*** Records shown Section Begins ***

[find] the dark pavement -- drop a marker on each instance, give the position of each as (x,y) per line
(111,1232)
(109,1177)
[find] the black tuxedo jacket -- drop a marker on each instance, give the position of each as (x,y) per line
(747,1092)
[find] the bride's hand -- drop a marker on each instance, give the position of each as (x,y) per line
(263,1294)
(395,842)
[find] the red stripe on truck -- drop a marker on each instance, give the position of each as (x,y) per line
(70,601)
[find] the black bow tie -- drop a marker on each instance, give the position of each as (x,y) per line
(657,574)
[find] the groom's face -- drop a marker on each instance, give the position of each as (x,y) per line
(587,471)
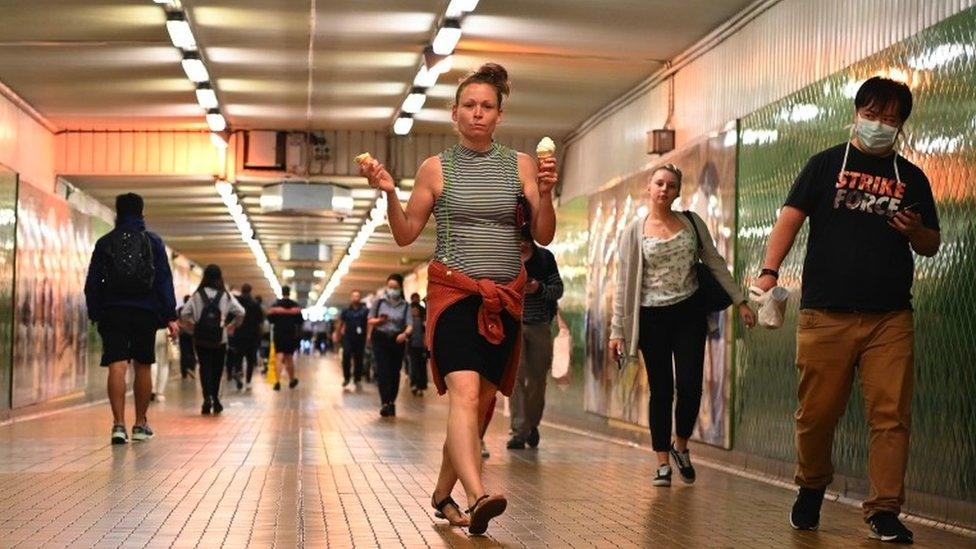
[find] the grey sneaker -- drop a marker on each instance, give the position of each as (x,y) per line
(119,436)
(142,432)
(663,476)
(683,461)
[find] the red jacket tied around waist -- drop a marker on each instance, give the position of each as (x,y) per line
(446,287)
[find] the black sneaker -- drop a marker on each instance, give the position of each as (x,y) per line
(683,461)
(886,527)
(142,432)
(119,436)
(806,509)
(516,443)
(663,476)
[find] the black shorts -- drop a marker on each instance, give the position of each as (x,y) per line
(458,346)
(286,345)
(128,334)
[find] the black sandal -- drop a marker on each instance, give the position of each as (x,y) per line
(484,509)
(440,509)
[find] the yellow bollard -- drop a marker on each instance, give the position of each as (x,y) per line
(272,377)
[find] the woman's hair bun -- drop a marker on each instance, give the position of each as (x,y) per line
(492,74)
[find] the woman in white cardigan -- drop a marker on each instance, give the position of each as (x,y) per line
(658,309)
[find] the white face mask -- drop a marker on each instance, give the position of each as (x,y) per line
(875,136)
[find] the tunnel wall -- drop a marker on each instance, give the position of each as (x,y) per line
(773,143)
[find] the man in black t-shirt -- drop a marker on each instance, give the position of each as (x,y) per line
(286,319)
(869,209)
(351,331)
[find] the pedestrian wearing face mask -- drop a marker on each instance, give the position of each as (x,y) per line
(869,208)
(390,328)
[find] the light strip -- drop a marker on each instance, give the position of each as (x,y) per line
(447,37)
(377,217)
(415,101)
(194,68)
(207,98)
(403,124)
(236,210)
(179,31)
(457,8)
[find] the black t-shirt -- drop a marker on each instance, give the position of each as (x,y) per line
(855,260)
(354,322)
(286,326)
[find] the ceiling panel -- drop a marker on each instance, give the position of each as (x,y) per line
(108,64)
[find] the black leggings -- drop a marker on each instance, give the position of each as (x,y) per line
(674,332)
(211,366)
(389,359)
(352,351)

*** Records shown Section Ends ***

What is being asked |
Write down all the entries exactly, but not the pictures they hold.

Answer below |
[find] the dark pavement -- drop a marker on each instance, give the position of each as (x,y) per line
(111,1232)
(109,1177)
[find] the black tuxedo jacket -- drop a marker on each instance, give the position of each as (x,y) per line
(747,1092)
[find] the bride's hand -- drop a marker on each instance, give the position of each as (x,y) per line
(263,1294)
(395,842)
[find] the red stripe on truck -- drop a marker on each instance, give the position of each as (x,y) per line
(70,601)
[find] the black bow tie -- drop a marker on each instance, give the position of each as (x,y) per line
(657,574)
[find] the groom's face -- drop a marker on each instance, give the position of each as (x,y) per line
(587,471)
[find] the grey sneaker -- drop a marker on each instance, give the position of each as (x,y) per line
(119,436)
(142,432)
(663,476)
(683,461)
[find] the red jacket tied around waist -- drop a marker on each instance, give the position of each as (x,y) per line
(446,287)
[find] the black sneaker -- drop a marker on each instance, give the position of each as (x,y) per line
(683,461)
(886,527)
(142,432)
(119,436)
(806,509)
(516,443)
(663,476)
[find] the black shorts -- drop a marker on each instance, give the position of each as (x,y) per line
(458,346)
(286,345)
(128,334)
[find] the black sandal -- drop a marker on each instance, give the position of each as (x,y) per line
(484,509)
(440,509)
[find] the yellow bollard -- drop a marker on each instance, give the position of each as (x,y) per line
(272,377)
[find] the woman's hair bun -- drop a marker on each instance, give the position of each as (x,y) per line
(492,74)
[find] the woman in white cardigan -- drop a marker on each instance, give the position of each as (x,y) per line
(658,309)
[find] the white face mask -- drop a marker on each instance, give the position of each as (x,y) per line
(875,136)
[find] the tunnel wall -- drop a marker on each instance, give the position of each as (x,y) per line
(773,143)
[find] the man in black t-shirt -- drop a marker on each instance, give the position of each as (x,y) per line
(286,319)
(869,209)
(351,331)
[find] the pedestrian wearing face mask -- drop a marker on each instance, give the position of each as (x,y) per line
(869,208)
(390,328)
[find] the light strip -- drop a marker on each instance, give the position of each as (x,y) per line
(447,37)
(377,217)
(415,101)
(194,68)
(207,98)
(403,124)
(236,210)
(179,31)
(457,8)
[find] the black t-shirt -- drop a marker on each instance, give the position of each as (x,y) per line
(855,260)
(354,322)
(286,326)
[find] the ceiling panel -- drop a marker on each instance, give the position of each as (x,y) per line
(108,64)
[find] the black leggings -- drop a marker on each instance, give the position of each as (x,y) per line
(674,332)
(211,366)
(389,359)
(352,351)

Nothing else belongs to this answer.